◆ **PROVIDED TEXT**
# HomeServe



## chrisnation (Mar 2, 2009)

I'm beginning to lop off the direct debits to various insurances as they come due, putting my house here in UK on the mkt come the end of the month.

One policy that was due in a couple of weeks was HomeServe gas cooker cover. When my Baumatic oven refused to light - zap! A guy came round and fixed it. When the combi boiler went duff twice in 5 weeks, needing major parts replacements last week - zap! guys came and fixed it. HomeServe Boiler Cover took the heat. Same with plumbing cover. 

In cancelling the cooker policy, I told the guy I didn't need it as I doubt they could transfer to Spain. But lo! There is something called HomeServe Iberica!

Anyone hold policies with them and have they had the sort of satisfactory service I've had here?


----------



## TheHendersons (Feb 22, 2011)

I have!! My boiler has conked out about 6 times in the past 4 months and their service has been super fast and efficient. Don't cancel it, I've had about 2k of work done on my boiler in the last wee while for 13 a month I can't complain!!


----------



## chrisnation (Mar 2, 2009)

They are sending me info about HomeServe Iberica. I presume I can sign up when I need to. I intend to rent for a bit, first. 

Before I buy I may even road-test living 'a deux' with 'The High Maintenance Blond'. No policies will cover that if it blows up!


----------

◆ **WHAT IS ASKED**
In the HomeServe thread, what is the name of the HomeServe operation that chrisnation learns exists for Spain? These rows have nothing to do with the HomeServe thread.

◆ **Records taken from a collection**

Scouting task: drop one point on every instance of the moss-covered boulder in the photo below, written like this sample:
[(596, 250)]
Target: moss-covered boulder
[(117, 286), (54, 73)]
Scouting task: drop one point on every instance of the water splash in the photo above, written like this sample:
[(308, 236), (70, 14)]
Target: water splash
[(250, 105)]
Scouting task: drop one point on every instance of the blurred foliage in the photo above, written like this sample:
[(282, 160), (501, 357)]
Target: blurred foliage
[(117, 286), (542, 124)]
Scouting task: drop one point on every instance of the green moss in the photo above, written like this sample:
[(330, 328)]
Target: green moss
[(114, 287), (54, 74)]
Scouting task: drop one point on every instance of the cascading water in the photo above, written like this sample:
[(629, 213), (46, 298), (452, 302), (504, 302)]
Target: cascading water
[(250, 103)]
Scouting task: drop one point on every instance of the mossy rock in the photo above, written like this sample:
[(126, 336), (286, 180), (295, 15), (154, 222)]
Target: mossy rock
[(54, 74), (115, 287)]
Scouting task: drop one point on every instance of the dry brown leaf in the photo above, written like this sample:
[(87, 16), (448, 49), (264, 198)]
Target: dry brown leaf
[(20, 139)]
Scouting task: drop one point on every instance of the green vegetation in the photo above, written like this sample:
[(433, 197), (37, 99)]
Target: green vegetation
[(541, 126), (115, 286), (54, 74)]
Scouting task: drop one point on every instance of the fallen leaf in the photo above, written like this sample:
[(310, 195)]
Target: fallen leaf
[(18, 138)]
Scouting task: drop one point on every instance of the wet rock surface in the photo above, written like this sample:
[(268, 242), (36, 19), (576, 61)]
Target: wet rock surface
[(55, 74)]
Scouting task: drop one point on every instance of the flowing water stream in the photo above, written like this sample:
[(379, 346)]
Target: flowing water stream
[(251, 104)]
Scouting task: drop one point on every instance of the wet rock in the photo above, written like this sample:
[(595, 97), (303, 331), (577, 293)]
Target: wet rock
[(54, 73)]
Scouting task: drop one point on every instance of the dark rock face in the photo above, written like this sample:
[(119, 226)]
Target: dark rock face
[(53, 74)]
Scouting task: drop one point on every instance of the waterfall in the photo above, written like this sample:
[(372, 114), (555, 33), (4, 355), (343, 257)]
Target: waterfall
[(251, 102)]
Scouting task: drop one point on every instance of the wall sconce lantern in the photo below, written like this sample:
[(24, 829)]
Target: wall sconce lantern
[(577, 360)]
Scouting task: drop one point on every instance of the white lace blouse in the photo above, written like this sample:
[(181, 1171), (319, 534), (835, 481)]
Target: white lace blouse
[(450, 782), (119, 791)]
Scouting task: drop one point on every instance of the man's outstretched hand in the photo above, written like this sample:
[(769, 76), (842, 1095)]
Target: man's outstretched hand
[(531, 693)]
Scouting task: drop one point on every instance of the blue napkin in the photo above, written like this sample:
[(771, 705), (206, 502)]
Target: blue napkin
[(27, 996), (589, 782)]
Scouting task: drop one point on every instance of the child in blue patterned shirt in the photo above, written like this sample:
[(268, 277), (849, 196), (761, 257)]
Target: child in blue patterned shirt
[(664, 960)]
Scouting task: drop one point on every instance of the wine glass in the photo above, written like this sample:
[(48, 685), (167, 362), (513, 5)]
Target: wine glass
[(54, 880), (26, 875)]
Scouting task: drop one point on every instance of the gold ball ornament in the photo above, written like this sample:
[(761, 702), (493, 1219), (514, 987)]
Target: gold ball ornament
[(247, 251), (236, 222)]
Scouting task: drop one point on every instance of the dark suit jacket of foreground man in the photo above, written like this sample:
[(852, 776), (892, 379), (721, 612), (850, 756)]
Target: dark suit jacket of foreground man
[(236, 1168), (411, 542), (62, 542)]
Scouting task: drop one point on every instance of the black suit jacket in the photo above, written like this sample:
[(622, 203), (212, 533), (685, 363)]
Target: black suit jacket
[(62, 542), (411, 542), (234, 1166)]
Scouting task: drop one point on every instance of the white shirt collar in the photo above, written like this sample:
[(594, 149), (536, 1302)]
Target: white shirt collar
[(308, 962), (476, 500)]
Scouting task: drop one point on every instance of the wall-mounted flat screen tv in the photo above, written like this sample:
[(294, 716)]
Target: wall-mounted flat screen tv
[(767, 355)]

◆ **WRITTEN ANSWER**
HomeServe Iberica